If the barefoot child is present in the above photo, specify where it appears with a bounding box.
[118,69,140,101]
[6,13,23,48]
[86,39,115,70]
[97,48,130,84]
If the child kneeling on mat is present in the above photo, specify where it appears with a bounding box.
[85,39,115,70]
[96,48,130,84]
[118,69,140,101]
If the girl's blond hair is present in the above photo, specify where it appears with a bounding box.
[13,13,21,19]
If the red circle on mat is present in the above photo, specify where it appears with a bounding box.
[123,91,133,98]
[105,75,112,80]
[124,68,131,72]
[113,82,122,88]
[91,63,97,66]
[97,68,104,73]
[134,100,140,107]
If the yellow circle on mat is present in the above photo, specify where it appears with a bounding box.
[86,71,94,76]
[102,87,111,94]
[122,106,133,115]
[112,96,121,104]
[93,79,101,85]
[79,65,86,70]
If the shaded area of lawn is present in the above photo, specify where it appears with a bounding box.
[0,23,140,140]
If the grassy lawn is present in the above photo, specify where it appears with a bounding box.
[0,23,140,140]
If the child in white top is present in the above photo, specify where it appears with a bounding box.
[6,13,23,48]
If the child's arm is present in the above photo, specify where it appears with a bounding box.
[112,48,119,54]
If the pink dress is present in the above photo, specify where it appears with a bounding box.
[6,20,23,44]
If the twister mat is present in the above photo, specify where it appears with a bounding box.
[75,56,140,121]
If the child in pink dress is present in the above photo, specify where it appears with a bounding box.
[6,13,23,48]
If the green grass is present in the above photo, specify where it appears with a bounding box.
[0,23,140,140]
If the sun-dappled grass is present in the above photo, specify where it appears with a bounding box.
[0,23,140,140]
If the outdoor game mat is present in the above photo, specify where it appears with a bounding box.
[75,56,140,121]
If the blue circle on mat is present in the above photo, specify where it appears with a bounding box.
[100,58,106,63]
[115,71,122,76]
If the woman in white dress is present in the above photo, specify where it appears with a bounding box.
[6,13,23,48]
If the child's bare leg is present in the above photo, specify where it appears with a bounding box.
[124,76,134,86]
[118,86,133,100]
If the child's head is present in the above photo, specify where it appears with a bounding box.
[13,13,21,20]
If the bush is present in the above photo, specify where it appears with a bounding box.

» Set problem:
Lay out every line of the listing above as a Markdown table with the columns "No." and "Text", where "No." numbers the rows in order and "Text" holds the line. Leave out blank lines.

» Task result:
| No. | Text |
|---|---|
| 1 | If the barefoot child is present in the above photo, specify where it appears with a bounding box. |
| 2 | [118,69,140,101] |
| 3 | [6,13,23,48] |
| 4 | [86,39,115,70] |
| 5 | [97,48,130,84] |
| 6 | If the child kneeling on mat is present in the above photo, specify where it appears with a bounding box. |
| 7 | [85,39,115,70] |
| 8 | [96,48,130,84] |
| 9 | [118,69,140,101] |
| 10 | If the girl's blond hair is present in the above photo, specify where it appears with a bounding box. |
| 11 | [13,13,21,19] |
| 12 | If the red circle on mat is present in the above photo, specify where it appears with a bounding box. |
| 13 | [123,91,133,98] |
| 14 | [105,75,112,80] |
| 15 | [124,68,131,72] |
| 16 | [113,82,122,88] |
| 17 | [91,63,97,66] |
| 18 | [97,68,104,73] |
| 19 | [134,100,140,107] |
| 20 | If the yellow circle on mat is present in the above photo, specify where it appears with a bounding box. |
| 21 | [86,71,94,76] |
| 22 | [102,87,111,94] |
| 23 | [122,106,133,115] |
| 24 | [112,96,121,104] |
| 25 | [93,79,101,85] |
| 26 | [79,65,86,70] |
| 27 | If the shaded area of lawn is present in the above photo, specify where it appears with a bounding box. |
| 28 | [0,23,140,140] |
| 29 | If the grassy lawn is present in the above photo, specify where it appears with a bounding box. |
| 30 | [0,23,140,140] |
| 31 | If the child in white top is present in the above photo, specify where it appears with a bounding box. |
| 32 | [6,13,23,48] |
| 33 | If the child's arm is present in the above photo, specify where it appears with a bounding box. |
| 34 | [112,48,119,54] |
| 35 | If the pink dress is present in the above photo, specify where it appears with a bounding box. |
| 36 | [6,20,23,44] |
| 37 | If the twister mat is present in the above photo, specify where it appears with a bounding box. |
| 38 | [75,56,140,121] |
| 39 | If the child in pink dress is present in the above photo, specify where it appears with a bounding box. |
| 40 | [6,13,23,48] |
| 41 | If the green grass is present in the above photo, specify where it appears with a bounding box. |
| 42 | [0,23,140,140] |
| 43 | If the sun-dappled grass is present in the above photo, specify where it appears with a bounding box. |
| 44 | [0,23,140,140] |
| 45 | If the outdoor game mat is present in the above photo, specify where it appears with a bounding box. |
| 46 | [75,56,140,121] |
| 47 | If the blue circle on mat is present in the above photo, specify where it appears with a bounding box. |
| 48 | [100,58,106,63] |
| 49 | [115,71,122,76] |
| 50 | If the woman in white dress is present in the above photo, specify where it appears with a bounding box. |
| 51 | [6,13,23,48] |
| 52 | If the child's bare leg is present in the above photo, specify where it appears with a bounding box. |
| 53 | [124,76,134,86] |
| 54 | [118,86,133,100] |
| 55 | If the child's head is present in the above photo, specify where it appears with a bounding box. |
| 56 | [13,13,21,20] |
| 57 | If the bush is present in the above photo, specify where it appears with a bounding box. |